> Supplied records:
#####
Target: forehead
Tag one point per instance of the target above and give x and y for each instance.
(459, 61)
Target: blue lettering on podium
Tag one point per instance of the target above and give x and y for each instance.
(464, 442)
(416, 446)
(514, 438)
#####
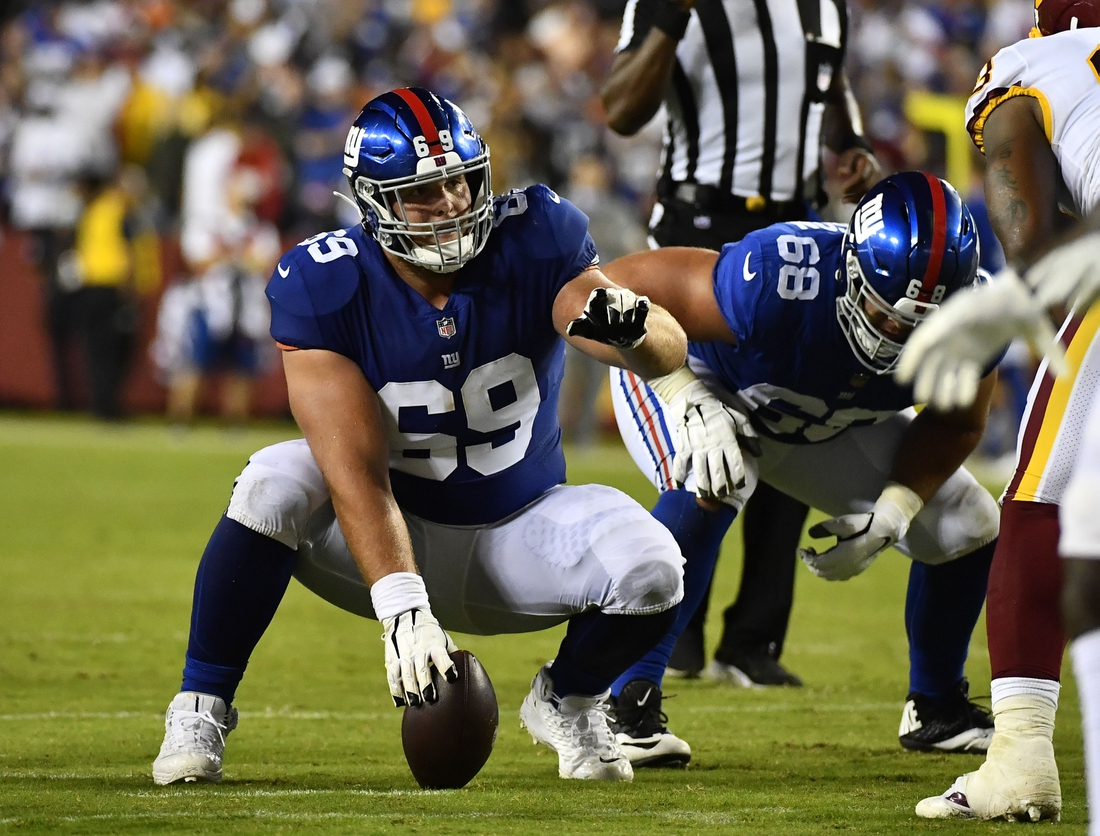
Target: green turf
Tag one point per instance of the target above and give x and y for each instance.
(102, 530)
#####
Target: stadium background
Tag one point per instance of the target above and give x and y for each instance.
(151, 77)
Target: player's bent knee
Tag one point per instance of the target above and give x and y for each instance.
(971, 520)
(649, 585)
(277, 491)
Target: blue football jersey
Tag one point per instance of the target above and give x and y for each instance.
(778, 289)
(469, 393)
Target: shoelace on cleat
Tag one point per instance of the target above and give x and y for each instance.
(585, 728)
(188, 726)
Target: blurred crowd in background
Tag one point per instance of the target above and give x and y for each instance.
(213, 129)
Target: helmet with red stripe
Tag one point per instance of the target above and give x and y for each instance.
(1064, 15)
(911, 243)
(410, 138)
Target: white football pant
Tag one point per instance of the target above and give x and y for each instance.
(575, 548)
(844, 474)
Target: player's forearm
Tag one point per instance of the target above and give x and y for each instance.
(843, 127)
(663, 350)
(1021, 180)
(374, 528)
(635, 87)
#####
> To be done:
Collect every line in the records that contains the word "blue". Treat uppercase and lowercase as different.

> Written response:
Target: blue lettering on podium
Target: blue football jersey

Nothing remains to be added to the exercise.